## Alıştırma yönergeleri
- A) Alıntılanan metinden "Tarihte tüm savaşlar, askeri" ifadesiyle başlayıp "bir ehemmiyet kazanmıştır!" ifadesiyle biten bölümü hiçbir değişiklik yapmadan alıntılayınız.
- B) Alıntılanan metne dayanarak şu soruları kısaca yanıtlayınız:
(i) "Maine" zırhlısının batmasıyla kaç denizci ölmüştür?
(ii) Orson Welles hangi filminde Hearst'ün hayatını anlatmıştır?
(iii) Broken Hill'deki saldırıyı yaptığı söylenenler kimlerdi?

## Alıntılanan metin
════════════════════

Suriye'ye Girer Miyiz? Yakında Bir ’’komplo’’ Tertiplenirse Hiç Şaşırmam!

Tarihte tüm savaşlar, askeri harekâtlar çoğunlukla bir “gerekçe”ye ihtiyaç duymuştur. Bu kimi kez hakikaten reel bir soruna bağlanmış, kimi kez de “gözünün üstünde kaşın var “ misali “eften püften” bahanelere dayandırılmıştır. Hatta daha da ötesi bu gerekçeler bizzat yoktan icat edilmiş, muhtelif kışkırtma argümanları geliştirilmiş ve bunlar hayata geçirilmiştir. Bu sayede hedefteki ülkeye saldırmanın, işgal etmenin koşulları oluşturulmuş, kendi kamuoylarını ikna etmenin, desteğini almalarının psikolojik şartlarını yaratmışlardır. Bunun için insan hayatları hiçe sayılarak gerçek veya sahte saldırılar düzenlenmiş, oldubittiye getirilen “savaş bahaneleri” oluşturulmuştur. Özellikle göstermelik de olsa bir “uluslar arası hukuk” oyununun döndüğü “Günümüz Dünyası”nda bu tarz vakalar daha bir ehemmiyet kazanmıştır!

MAZİYE DÖN BİR BAK NELER GÖRECEKSİN!..
Fazla uzağa gitmeye gerek yok. Geçtiğimiz yüzyıl sürecinden bazı olayları hatırlamak bile yetecektir. Örneğin 1898’de o esnalar İspanyol sömürgesi olan Küba limanına demirlemiş ABD’nin “Maine” zırhlısı gece vakti ani bir patlama ile batıverir. 260 denizci ölür. Olayı İspanyolların yaptığına dair en ufak bir kanıt olmadığı halde suç onların üzerine atılır. Bunun üzerine çok geçmeden ABD-İspanya savaşı başlar. ABD İspanyolları önce Küba’dan sonra Filipinler’den atar ve buralara el koyar. Bu olay ABD’nin “emperyal vizyonu”nun başladığı ilk olaydır.

Aynı olay medya açısından da ilginç “dersler”le doludur. Dönemin basın tröstü sahibi William Randolph Hearst doğrudan ve inanılmaz biçimlerde sahte haberlerle savaş kışkırtıcılığı yapmıştır. (Orson Welles ünlü filmi “Yurttaş Kane”nde aslında Hearst’ün hayatını anlatmıştır.) O kadar ki Küba’ya yolladığı ve ortalığın sakin olduğunu gördüğünde geri dönmek isteyen muhabirine “Kalmanı istiyorum. İşin savaş kısmını ben hazırlayacağım” diye telgraf çekerek basın tarihine geçmiştir.

İkinci örnek vakamız doğrudan bizi ilgilendirmektedir. 1915 yılında Avustralya’nın Broken Hill Kasabası’nda bir piknik trenine saldırı olur ve bunu Türklerin yaptığı ileri sürülür. Bunun üzerine Avustralya savaşa asker toplamakta zorlanırken binlerce kişi “gönüllü” olarak askere yazılır. İşte binlerce Anzak’ı Çanakkale’ye getiren olay budur. İşin komiği söz konusu olayın Türklerle hiçbir ilişkisi yoktur. (Saldırgan olduğu söylenenler iki Afgan’dı.) Hatta ortada Türk bile yoktur!

════════════════════

## Sağlanan veriler

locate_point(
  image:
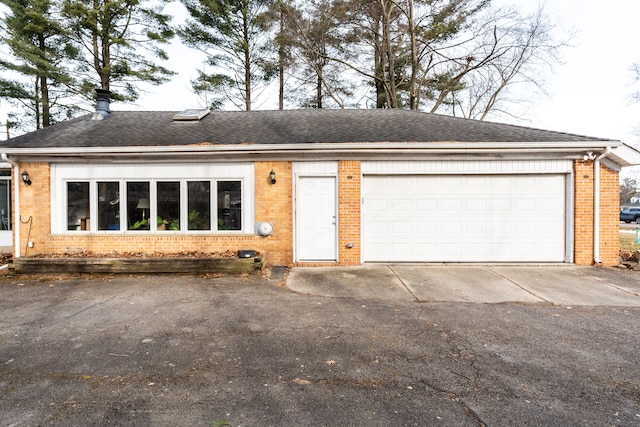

════════════════════

## Doğru cevaplar
- A)
Tarihte tüm savaşlar, askeri harekâtlar çoğunlukla bir “gerekçe”ye ihtiyaç duymuştur. Bu kimi kez hakikaten reel bir soruna bağlanmış, kimi kez de “gözünün üstünde kaşın var “ misali “eften püften” bahanelere dayandırılmıştır. Hatta daha da ötesi bu gerekçeler bizzat yoktan icat edilmiş, muhtelif kışkırtma argümanları geliştirilmiş ve bunlar hayata geçirilmiştir. Bu sayede hedefteki ülkeye saldırmanın, işgal etmenin koşulları oluşturulmuş, kendi kamuoylarını ikna etmenin, desteğini almalarının psikolojik şartlarını yaratmışlardır. Bunun için insan hayatları hiçe sayılarak gerçek veya sahte saldırılar düzenlenmiş, oldubittiye getirilen “savaş bahaneleri” oluşturulmuştur. Özellikle göstermelik de olsa bir “uluslar arası hukuk” oyununun döndüğü “Günümüz Dünyası”nda bu tarz vakalar daha bir ehemmiyet kazanmıştır!

- B)
(i) 260 denizci.
(ii) "Yurttaş Kane".
(iii) İki Afgan.